原文抜粋:
-----

2002年日韓W杯で初出場ながらベスト8という結果を残した〝テランガのライオン〟が16年の時を経てW杯という大舞台に舞い戻ってきました。

 

その時は、直前の1998年フランスW杯、そしてEURO2000を制覇し、当時〝世界最強〟と言われ大会連覇がかかっていたフランスを開幕戦で破るなど、世界中に衝撃を与える大旋風を巻き起こしました。

 

しかしその大会で準々決勝まで進んだ後は、抜きん出たタレントがいないというわけではないものの、国際大会でも特筆した結果を出すことができず、W杯予選も3大会連続で敗退していました。

 

それでも2017年1月のアフリカ選手権で復調の兆しを見せ、国民の期待を一身に背負い16年ぶりのW杯出場となった今回、セネガルは間違いなく日韓の時以来最も充実したタレントが揃ったと言えると思います。

 

 

【特徴】

セネガルの特徴といえば、なんと言ってもワールドクラスのフィジカルを活かした気持ちいいほどのアタッキングサッカーです。

 

メインのフォーメーションは攻撃的な4−3−3で、最前線から最後尾まで、主にイングランドプレミアリーグやフランスのリーグ・アンでプレーしているタレントがズラリと揃っています。

 

特に旧宗主国であるフランスとの繋がりは強く、元ミランエムバイェ・ニアンやSBのユスフ・サバリ、そして後々紹介するDFの大黒柱カリドゥ・クリバリなど、フランスの年代別代表を経験し、その後A代表セネガルを選択した選手も多くいます。

 

ある意味、フランス代表の2軍という考え方もできるかもしれません。いや、身体能力という意味ではそのポテンシャルはフランス以上です。

 

フィジカルを活かした攻撃的なサッカーというのはアフリカ諸国の得意分野ですが、セネガルはその中でも特にフィジカルを最大限に生かし、大きな武器として他国に猛威をふるうチームです。

-----

提供エントリー:
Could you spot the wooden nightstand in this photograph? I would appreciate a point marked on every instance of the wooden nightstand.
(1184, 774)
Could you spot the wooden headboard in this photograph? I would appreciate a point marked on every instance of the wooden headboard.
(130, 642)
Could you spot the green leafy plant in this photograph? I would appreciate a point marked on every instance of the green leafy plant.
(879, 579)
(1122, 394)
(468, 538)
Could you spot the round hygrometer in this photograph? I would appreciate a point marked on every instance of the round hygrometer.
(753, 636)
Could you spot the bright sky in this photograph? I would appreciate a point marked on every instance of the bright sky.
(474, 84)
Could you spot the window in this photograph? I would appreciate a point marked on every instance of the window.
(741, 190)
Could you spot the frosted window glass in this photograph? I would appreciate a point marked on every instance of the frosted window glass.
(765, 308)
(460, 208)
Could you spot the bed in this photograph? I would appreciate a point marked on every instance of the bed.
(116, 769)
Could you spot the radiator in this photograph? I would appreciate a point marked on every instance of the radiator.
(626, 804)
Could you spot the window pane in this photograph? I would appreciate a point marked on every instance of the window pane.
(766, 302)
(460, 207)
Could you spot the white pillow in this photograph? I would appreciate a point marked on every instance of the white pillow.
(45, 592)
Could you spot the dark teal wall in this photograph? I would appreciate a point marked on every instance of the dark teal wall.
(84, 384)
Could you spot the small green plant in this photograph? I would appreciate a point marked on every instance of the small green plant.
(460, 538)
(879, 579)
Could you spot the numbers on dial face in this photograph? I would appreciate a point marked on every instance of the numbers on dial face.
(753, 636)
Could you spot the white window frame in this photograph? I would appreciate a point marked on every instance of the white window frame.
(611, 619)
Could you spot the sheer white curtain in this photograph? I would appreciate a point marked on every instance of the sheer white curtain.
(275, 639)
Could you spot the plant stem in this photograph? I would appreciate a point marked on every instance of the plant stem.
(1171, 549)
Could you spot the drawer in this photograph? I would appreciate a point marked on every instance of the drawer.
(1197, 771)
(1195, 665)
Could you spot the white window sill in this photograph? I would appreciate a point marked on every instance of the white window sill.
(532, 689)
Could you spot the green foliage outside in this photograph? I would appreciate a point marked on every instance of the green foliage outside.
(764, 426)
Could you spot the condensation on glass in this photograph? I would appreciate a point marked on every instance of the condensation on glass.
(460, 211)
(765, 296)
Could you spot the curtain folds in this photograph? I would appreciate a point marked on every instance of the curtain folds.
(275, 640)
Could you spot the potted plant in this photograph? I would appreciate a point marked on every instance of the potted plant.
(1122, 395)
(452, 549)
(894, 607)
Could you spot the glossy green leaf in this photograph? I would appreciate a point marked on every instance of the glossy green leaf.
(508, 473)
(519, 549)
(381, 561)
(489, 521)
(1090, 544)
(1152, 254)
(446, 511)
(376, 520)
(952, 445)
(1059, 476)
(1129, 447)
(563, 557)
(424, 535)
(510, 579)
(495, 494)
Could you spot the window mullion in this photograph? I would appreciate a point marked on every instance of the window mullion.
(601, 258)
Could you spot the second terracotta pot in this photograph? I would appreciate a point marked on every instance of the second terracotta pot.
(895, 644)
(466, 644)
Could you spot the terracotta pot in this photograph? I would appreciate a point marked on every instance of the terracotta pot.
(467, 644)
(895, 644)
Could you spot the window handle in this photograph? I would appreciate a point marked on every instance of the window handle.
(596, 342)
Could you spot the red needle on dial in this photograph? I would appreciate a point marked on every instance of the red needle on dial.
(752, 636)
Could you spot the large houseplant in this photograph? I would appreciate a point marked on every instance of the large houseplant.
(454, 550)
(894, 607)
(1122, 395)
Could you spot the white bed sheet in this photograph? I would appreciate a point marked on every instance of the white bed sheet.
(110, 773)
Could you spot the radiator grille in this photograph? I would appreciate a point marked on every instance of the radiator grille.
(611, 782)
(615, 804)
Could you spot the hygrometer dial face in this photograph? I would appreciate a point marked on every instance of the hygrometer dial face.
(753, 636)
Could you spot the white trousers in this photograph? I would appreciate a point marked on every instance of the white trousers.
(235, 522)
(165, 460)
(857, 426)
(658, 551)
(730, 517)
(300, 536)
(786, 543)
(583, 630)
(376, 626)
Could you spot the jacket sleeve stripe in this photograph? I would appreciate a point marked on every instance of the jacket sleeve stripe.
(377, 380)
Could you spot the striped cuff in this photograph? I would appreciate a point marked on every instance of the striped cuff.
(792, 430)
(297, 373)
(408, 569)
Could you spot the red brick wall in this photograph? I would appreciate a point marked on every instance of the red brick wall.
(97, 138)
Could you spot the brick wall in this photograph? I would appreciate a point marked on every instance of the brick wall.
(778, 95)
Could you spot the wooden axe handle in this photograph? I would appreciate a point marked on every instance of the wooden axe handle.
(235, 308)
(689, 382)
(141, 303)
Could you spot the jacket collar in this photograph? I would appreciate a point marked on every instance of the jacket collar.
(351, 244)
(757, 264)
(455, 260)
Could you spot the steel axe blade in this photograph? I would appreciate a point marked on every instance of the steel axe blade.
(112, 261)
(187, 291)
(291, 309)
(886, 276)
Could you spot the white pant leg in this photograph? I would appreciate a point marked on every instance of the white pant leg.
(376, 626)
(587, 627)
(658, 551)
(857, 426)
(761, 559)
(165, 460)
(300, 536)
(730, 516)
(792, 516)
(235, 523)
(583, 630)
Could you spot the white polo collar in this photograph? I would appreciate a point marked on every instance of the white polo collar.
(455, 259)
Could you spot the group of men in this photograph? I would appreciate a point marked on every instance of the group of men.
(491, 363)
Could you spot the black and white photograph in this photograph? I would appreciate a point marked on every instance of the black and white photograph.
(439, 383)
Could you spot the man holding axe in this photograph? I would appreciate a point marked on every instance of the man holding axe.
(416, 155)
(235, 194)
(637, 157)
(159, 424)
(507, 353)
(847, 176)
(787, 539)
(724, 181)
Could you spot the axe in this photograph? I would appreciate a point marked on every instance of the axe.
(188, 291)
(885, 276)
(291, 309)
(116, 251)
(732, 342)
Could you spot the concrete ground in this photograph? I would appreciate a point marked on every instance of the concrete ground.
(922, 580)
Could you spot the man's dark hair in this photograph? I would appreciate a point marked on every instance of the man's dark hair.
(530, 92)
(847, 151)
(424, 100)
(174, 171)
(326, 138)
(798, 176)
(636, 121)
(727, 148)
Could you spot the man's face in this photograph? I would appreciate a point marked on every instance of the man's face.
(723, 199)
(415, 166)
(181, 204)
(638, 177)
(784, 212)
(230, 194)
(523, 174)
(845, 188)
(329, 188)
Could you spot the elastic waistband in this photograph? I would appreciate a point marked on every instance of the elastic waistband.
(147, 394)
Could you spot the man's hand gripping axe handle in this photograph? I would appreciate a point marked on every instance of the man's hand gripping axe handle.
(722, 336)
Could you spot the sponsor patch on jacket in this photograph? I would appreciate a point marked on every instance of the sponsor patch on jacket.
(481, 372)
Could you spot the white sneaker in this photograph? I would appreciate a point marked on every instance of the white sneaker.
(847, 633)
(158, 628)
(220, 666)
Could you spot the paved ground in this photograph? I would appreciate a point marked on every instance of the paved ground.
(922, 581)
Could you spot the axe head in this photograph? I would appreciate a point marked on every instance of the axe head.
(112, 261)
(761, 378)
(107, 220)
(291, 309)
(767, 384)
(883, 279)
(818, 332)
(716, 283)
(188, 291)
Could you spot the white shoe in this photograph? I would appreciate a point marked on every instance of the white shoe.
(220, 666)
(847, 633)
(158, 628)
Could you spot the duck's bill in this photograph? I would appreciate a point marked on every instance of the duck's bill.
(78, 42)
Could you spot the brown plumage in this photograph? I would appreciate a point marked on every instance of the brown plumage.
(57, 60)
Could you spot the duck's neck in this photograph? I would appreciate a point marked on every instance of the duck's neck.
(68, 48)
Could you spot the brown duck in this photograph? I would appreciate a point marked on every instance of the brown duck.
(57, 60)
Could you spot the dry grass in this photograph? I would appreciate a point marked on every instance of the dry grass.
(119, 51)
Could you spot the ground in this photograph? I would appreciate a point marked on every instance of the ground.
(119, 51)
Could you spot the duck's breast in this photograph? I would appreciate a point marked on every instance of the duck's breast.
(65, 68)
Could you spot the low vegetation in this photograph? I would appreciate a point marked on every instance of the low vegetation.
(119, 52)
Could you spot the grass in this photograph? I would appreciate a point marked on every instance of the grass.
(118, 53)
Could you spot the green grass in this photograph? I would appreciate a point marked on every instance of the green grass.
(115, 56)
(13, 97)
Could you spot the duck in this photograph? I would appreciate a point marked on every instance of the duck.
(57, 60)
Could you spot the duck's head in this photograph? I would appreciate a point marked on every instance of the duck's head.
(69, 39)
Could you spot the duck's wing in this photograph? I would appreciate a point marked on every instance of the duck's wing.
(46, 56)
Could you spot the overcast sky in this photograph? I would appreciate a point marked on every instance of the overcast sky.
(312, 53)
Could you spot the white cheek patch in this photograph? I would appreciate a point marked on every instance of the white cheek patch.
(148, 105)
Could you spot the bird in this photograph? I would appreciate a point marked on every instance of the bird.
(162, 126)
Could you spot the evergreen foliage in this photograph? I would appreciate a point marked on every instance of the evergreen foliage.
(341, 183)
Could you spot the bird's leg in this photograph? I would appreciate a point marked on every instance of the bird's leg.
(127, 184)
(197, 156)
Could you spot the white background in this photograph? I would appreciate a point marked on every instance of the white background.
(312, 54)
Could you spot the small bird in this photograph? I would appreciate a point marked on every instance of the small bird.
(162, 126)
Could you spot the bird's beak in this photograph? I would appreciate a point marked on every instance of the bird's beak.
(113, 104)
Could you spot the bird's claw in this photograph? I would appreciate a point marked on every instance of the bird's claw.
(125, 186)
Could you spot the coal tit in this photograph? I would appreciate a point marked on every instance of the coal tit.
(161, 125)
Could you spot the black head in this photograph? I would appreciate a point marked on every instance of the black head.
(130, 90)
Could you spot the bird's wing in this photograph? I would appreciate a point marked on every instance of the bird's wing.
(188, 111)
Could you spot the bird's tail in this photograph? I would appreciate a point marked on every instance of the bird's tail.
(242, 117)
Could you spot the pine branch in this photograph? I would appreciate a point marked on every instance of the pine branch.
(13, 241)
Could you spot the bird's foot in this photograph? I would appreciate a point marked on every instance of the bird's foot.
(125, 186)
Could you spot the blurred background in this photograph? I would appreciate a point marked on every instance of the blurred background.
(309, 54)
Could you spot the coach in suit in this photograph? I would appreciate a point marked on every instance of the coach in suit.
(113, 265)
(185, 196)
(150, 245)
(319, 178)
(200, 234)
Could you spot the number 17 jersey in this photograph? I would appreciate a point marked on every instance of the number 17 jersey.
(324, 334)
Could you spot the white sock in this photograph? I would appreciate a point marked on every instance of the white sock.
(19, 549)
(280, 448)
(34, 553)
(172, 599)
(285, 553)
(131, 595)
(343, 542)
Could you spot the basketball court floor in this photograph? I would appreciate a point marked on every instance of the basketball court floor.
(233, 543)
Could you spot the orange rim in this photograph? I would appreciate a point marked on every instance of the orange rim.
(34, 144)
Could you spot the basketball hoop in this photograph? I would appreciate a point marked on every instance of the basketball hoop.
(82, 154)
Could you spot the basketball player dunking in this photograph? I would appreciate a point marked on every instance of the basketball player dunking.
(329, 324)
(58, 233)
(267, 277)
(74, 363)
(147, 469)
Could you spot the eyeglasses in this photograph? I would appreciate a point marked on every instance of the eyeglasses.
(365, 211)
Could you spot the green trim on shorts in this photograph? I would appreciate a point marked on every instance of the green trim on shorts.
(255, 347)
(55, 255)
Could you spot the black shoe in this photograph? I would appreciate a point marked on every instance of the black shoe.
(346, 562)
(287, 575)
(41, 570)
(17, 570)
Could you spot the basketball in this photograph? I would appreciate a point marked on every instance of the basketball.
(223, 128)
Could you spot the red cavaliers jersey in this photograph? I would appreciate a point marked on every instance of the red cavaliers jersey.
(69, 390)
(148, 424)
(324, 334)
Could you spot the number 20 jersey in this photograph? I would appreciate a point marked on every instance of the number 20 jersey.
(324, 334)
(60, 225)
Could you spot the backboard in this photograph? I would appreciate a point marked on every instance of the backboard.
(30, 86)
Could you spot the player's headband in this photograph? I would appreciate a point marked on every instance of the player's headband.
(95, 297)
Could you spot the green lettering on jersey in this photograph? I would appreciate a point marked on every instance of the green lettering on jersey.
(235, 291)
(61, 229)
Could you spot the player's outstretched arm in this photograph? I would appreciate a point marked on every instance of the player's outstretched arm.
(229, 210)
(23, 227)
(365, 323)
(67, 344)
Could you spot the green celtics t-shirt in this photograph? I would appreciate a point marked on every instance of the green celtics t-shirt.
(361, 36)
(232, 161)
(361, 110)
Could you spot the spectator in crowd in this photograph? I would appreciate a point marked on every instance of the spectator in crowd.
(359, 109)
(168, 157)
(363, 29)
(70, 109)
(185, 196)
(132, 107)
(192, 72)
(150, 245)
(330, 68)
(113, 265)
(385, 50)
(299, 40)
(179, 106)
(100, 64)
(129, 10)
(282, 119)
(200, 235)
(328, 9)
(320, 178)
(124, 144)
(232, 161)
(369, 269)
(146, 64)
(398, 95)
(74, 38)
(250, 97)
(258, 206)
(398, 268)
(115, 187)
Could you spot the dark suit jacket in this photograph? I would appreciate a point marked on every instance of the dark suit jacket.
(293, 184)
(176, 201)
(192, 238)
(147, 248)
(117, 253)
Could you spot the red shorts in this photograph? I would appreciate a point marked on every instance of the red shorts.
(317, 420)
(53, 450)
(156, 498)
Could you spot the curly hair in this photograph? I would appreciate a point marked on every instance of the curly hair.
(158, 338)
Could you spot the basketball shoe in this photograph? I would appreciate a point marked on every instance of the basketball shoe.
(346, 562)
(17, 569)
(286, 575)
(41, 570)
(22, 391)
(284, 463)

-----

依頼 A:
セネガル代表を紹介する原文抜粋では、メインのフォーメーションは何だとされていますか？
依頼 B:
セネガル代表を紹介する原文抜粋から、「それでも2017年1月のアフ」で始まり「ントがズラリと揃っています。」まで続く部分を、一字一句変えずに再掲してください。

結果 A:
攻撃的な4−3−3です。

結果 B:
それでも2017年1月のアフリカ選手権で復調の兆しを見せ、国民の期待を一身に背負い16年ぶりのW杯出場となった今回、セネガルは間違いなく日韓の時以来最も充実したタレントが揃ったと言えると思います。

 

 

【特徴】

セネガルの特徴といえば、なんと言ってもワールドクラスのフィジカルを活かした気持ちいいほどのアタッキングサッカーです。

 

メインのフォーメーションは攻撃的な4−3−3で、最前線から最後尾まで、主にイングランドプレミアリーグやフランスのリーグ・アンでプレーしているタレントがズラリと揃っています。